**Task to carry out**
All of the records should be given again verbatim.

**Data supplied**
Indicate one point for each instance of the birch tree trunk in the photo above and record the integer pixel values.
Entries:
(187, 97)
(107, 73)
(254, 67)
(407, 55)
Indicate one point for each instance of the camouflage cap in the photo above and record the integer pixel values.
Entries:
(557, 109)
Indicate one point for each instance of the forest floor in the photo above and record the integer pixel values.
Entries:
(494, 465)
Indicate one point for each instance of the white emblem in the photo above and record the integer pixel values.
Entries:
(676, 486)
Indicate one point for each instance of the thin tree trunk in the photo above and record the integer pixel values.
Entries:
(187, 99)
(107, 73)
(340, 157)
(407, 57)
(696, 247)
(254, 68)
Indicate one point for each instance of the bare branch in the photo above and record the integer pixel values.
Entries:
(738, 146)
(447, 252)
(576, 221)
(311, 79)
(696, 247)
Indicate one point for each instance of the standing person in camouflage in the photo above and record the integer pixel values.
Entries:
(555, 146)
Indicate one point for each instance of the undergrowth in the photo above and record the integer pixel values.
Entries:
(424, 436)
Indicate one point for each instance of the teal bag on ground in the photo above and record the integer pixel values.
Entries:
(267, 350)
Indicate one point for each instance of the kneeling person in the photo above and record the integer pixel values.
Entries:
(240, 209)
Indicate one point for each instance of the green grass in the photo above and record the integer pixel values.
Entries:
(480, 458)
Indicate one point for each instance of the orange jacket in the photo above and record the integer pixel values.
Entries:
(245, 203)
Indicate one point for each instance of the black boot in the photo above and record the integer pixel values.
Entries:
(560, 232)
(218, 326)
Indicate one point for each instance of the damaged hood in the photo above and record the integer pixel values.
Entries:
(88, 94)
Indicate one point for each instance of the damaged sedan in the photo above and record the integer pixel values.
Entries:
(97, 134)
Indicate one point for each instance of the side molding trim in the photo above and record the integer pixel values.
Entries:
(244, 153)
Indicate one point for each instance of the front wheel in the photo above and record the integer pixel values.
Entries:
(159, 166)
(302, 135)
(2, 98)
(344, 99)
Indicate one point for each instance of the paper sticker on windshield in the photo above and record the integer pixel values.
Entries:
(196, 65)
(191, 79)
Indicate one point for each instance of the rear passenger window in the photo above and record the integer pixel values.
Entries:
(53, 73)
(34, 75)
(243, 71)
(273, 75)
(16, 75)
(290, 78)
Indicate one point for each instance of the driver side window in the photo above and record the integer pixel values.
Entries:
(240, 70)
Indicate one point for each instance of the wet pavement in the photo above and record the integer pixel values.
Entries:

**Answer to this problem**
Indicate one point for each instance of the birch tree trunk in the photo above and record the integer pixel values.
Entries:
(187, 97)
(107, 73)
(254, 67)
(407, 55)
Indicate one point for each instance of the camouflage cap in the photo above and record the integer pixel values.
Entries:
(557, 109)
Indicate one point for each instance of the forest floor in the photo above and record the integer pixel values.
Entries:
(494, 465)
Indicate one point for each instance of the white emblem in the photo above and record the integer pixel values.
Entries:
(676, 486)
Indicate one point for each instance of the thin tree trunk in the photo above and record the integer pixel values.
Entries:
(187, 99)
(107, 73)
(340, 157)
(407, 57)
(696, 247)
(254, 68)
Indicate one point for each instance of the bare branch in the photo above and record the integer pixel values.
Entries:
(738, 146)
(447, 252)
(576, 221)
(311, 79)
(696, 247)
Indicate one point for each instance of the standing person in camouflage in the photo above and record the integer pixel values.
Entries:
(555, 146)
Indicate one point for each instance of the undergrowth in the photo above and record the integer pixel values.
Entries:
(424, 436)
Indicate one point for each instance of the teal bag on ground in the photo above and record the integer pixel values.
Entries:
(267, 350)
Indicate one point for each instance of the kneeling person in the photo above and record the integer pixel values.
Entries:
(240, 209)
Indicate one point for each instance of the green grass in the photo above and record the integer pixel values.
Entries:
(480, 458)
Indicate one point for each instance of the orange jacket in the photo above and record the integer pixel values.
Entries:
(245, 203)
Indicate one point for each instance of the black boot in the photo above and record the integer pixel values.
Entries:
(560, 232)
(218, 326)
Indicate one point for each instance of the damaged hood in the photo above and record the integer pixel values.
Entries:
(88, 94)
Indicate one point for each instance of the damaged sedan in the photo above and record the integer pixel values.
Entries:
(97, 134)
Indicate one point for each instance of the side molding trim in the photo above and record the integer pixel values.
Entries:
(244, 153)
Indicate one point for each instance of the front wheel in the photo above and record the integer pixel values.
Entries:
(159, 166)
(302, 135)
(2, 98)
(344, 99)
Indicate one point for each instance of the paper sticker on windshield in the photo above and record the integer pixel values.
Entries:
(196, 65)
(191, 79)
Indicate one point for each instance of the rear passenger window in the photo above and record the integer pixel values.
Entries:
(53, 73)
(34, 75)
(243, 71)
(273, 75)
(16, 75)
(290, 78)
Indicate one point for each instance of the driver side window in the photo above and record the integer pixel values.
Entries:
(240, 70)
Indicate one point for each instance of the wet pavement in the photo above and record the integer pixel values.
Entries:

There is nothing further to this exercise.